▶ [Problem details]: Only an exact repetition of every entry counts as the answer.

################

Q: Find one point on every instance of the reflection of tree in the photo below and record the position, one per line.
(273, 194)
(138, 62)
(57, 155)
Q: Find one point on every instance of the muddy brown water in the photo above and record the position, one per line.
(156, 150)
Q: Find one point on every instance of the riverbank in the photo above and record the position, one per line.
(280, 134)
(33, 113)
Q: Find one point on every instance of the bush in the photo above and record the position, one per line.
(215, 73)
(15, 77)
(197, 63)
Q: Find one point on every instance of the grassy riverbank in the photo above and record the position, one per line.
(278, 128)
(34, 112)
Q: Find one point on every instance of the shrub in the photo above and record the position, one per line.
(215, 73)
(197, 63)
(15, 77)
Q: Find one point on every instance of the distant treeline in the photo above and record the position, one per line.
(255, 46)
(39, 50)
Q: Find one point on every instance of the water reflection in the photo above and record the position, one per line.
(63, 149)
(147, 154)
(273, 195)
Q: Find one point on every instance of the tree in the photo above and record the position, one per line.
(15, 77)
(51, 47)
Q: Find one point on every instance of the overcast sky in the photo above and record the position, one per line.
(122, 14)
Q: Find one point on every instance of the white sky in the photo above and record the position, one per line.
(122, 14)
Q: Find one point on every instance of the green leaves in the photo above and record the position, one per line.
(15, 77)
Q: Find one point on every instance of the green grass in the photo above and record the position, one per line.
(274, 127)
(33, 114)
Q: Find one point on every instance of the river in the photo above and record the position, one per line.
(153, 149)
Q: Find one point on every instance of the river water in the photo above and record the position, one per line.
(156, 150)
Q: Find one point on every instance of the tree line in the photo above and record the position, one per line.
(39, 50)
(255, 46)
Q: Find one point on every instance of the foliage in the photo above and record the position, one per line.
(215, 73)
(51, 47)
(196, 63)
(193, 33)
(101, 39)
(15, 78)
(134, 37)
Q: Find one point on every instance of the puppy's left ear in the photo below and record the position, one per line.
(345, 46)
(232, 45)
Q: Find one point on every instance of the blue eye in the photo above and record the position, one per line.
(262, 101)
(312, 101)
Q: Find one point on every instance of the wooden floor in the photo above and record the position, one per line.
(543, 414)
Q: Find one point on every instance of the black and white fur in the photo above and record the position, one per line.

################

▶ [Solution below]:
Q: Find one point on every instance of the reflection of tree in the photo below and record the position, one per line.
(273, 194)
(138, 62)
(57, 155)
Q: Find one point on every instance of the muddy brown water in the photo above and record the position, one per line.
(156, 150)
Q: Find one point on every instance of the riverbank in the photo above and record the position, one per line.
(280, 134)
(33, 113)
Q: Find one point on every instance of the bush in the photo above and record the position, one per line.
(215, 73)
(15, 77)
(197, 63)
Q: Find one point on every instance of the grassy riverbank in the photo above and record the position, one per line.
(278, 128)
(34, 112)
Q: Find one point on every instance of the shrub in the photo above and record the position, one per line.
(215, 73)
(197, 63)
(15, 77)
Q: Find one point on every instance of the distant treeline in the photo above and record the position, one per line.
(255, 46)
(39, 50)
Q: Find one point on every instance of the water reflection in the photo above and record the position, one per line.
(63, 149)
(147, 154)
(273, 195)
Q: Find one point on every instance of the tree in the photo above and record the position, one per line.
(15, 77)
(51, 47)
Q: Find one point on every instance of the overcast sky in the photo above and record the position, one per line.
(122, 14)
Q: Find one point on every instance of the white sky in the photo above and record the position, one per line.
(122, 14)
Q: Find one point on every instance of the green leaves in the photo above and record the position, one per line.
(15, 77)
Q: Find one point on every instance of the green grass in the photo above and record the position, one per line.
(274, 127)
(33, 114)
Q: Find one point on every instance of the river in the photo above and record the position, one per line.
(153, 149)
Q: Find one point on every instance of the river water in the photo above and record the position, one per line.
(156, 150)
Q: Find one point on every instance of the tree line in the photo above and record the position, one per line.
(39, 50)
(255, 46)
Q: Find one point on every instance of the foliage in the photo above and record the position, one per line.
(215, 73)
(51, 47)
(196, 63)
(193, 33)
(101, 39)
(15, 78)
(134, 37)
Q: Find one point on every instance of the puppy's left ear in the photo below and record the position, one per line.
(345, 46)
(232, 45)
Q: Find one point on every instance of the blue eye in the photo above and record the position, one per line.
(262, 101)
(312, 101)
Q: Find one point on every instance of the wooden floor in the photo above and record the position, one per line.
(543, 414)
Q: Find one point on every instance of the black and white fur in the photo above and record the position, one per line.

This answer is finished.